● EXTRACT TO READ:
##########

First, many BI tools engage in a game with cloud service providers (AWS, Azure, Google Cloud) and resellers of CSPs like Snowflake and Databricks, in which the BI tools drive incremental consumption revenue back to the CSPs and CSP resellers. Many buyers should be aware of this game before and during a POC or purchasing process.
Some BI tools will make overly complex queries or suggest patterns that increase Snowflake or similar bills an extra 10-20% per year just by using them vs. earlier stage tools like Tableau. Snowflake loves it. The BI tools love it. The customer may even love the experience at first until the costs start kicking in.
Ultimately, it’s up to customers to realize that these games occur. Removing things like overly complicated and overly scheduled materializations can go a long way to saving costs and latency. Removing 5 layers of SQL or dbt SQL before data even hits a BI tool is important as well.
Tableau is so widespread because they won the battle of the User Group and of community, and it’s not even close.
In the mid-to-late 2010s, Tableau had a very low barrier to entry with their Tableau Public offering. There were many programs like Viz of the Day and similar that allowed people to submit data projects and visualizations and grow their careers and presence in the market.
No other company has allowed individual developers to become overnight data superheroes. Thoughtspot doesn’t have this. Mode doesn’t have this. Chartio didn’t have this. Even dbt Labs, which uses the idea of “community” heavily, doesn’t have this.
Alteryx and PowerBI also have similar programs that allow developers to be showcased and have their projects shared with the masses. Alteryx went public and has recently announced a large buyout to take it private again. It’s very well distributed. PowerBI is very well distributed.
The common thread here in GTM is that the most successful visual or front-end/customer-facing products with the largest enterprise values all enabled individual developers to become superheroes. These developers then show off their work on social media, they get job opportunities, and they become known in data and analytics pockets as experts.
Could Looker do it?
In 2018/19, I remember being fascinated by Looker, its version control, and embeddings. It felt like the tool of tomorrow. LookML was easy to learn and intuitive. Eventually, it disappointed me with the lack of custom visualizations and charting functions.
And yet, as you know, I’d still choose it today over static Tableau workbooks.
Looker did not necessarily follow the same playbook in their lifecycle. In the early days, a lot of Looker’s growth was fueled by their great professional services and customer success teams. Businesses were basically hiring “SQL experts,” and Looker was the product wrapped around it. Looker had a great semantic layer and was a sticky product because once an organization commits to a semantic layer, they are going to continue with that vendor. All the intermediary SQL is secondary.

##########

● DATASET CONTENT:

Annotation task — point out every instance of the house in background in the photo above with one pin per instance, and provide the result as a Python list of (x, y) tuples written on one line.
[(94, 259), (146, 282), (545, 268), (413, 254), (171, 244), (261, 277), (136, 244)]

##########

● TASK SET:
• 1. In the passage on BI tools, how much extra per year can some BI tools add to Snowflake or similar bills?
• 2. List every company that the passage on BI tools says does not have, or did not have, Tableau's way of letting individual developers become overnight data superheroes.
• 3. Pick up the passage on BI tools after its final sentence and keep writing.

● RESULTS OF THE EXERCISE:
• 1. An extra 10-20% per year, compared with earlier-stage tools like Tableau.

• 2. Thoughtspot, Mode, Chartio, dbt Labs

• 3.
Is using semantic layers the path to take?
I’m not sure what to make of the latest wave of semantic layers. I am not sure there is much benefit a semantic layer offers vs. a traditional OLAP cube.
The semantic layer sitting on cloud SQL, on consumption-based data warehouses, is mostly just a way to drive more incremental consumption.
What I think is much more interesting is the work being done outside of the SQL-only world. For example, I recently met with the founder of Brim Data, Steve McCanne, who showed me his view of the world in which data types are a first-class citizen. Right now, all the Avro, Parquet, throw-it-into-warehouse, SQL compute-it-out way of thinking about the world is highly inefficient. What if data types were a first-class citizen? This would remove a lot of the reformatting needed in managing data. Right now, data is being transformed down and rolled back up, passing through 4-5 people at a minimum, and it’s all just a factory line.
I also think another real battle is in change data capture. Right now, the “Modern Data Stack” is merely just a tax on latency. If you want better latency, the easiest way is to crank up the computing resources involved, which very quickly becomes expensive. Things like managing data schemas before dumping the data into location number two is way more efficient than relying on the raw compute resources of location number two to write layers of business logic.
Are dashboards really dead? [refereing to Thoughtspot ebook]
Dashboards are not dead.
The word dashboard in data is literally stolen from a car and airplane dashboard. A dashboard tells you how to get from Point A to Point B. How fast are you going, how much gas is left in the tank, and are there notifications that need to be addressed, like a check engine light?
But the important thing is that you can’t take actions on the car dashboard. You can watch your fuel go from “Full” to “Empty” on the dashboard, but you can’t actually fill your tank with the dashboard.
I am very confident that every dashboard should have a line graph showing a trend over time, a big number showing the KPI for the day/week/quarter/year, and then Top N. If you want to go a step further and add a full table, go ahead. If you want to add a color or notification to show anomalous behavior, go ahead.
One very funny thing is that ThoughtSpot recently bought Mode, and Mode is heavily into the idea of the dashboard. I’ve seen companies where there are more Mode dashboards than employees working at the company by a factor of 2 or 3. So how can ThoughtSpot say the dashboard is dead if they just paid about $200M for a company that is based around the concept of dashboards?
Dashboards will continue to be both dead and undead at the same time, like Michael Jackson in the “Thriller” music video.
Over the last few years, there has been a wave of “next-generation” Excel and spreadsheet tools (e.g., Equals, Quip, Arcwise, Zoho, etc.)
Do you believe they could finally take over Excel?
I do not, and the reason why relates to metadata and collection and privacy reasons. Maybe this can be considered a hot take, but it is something that I know prevents distribution at many companies.
Many of these Excel alternatives are simply Excel-in-the-cloud. They collect a lot of data on users, which can include browsing patterns and metadata about what is specifically being run through the platform.
For example, if you have a table called “all_orders,” which means all gross orders your business does, and each row in the table is a gross order, you are passing through usage data about the health of your business (how strong your sales are) to many of these vendors. In the Terms and Privacy Policies of all these vendors, you can see that most of them reserve the right to sell or use your data to “improve the services,” which legally means nothing.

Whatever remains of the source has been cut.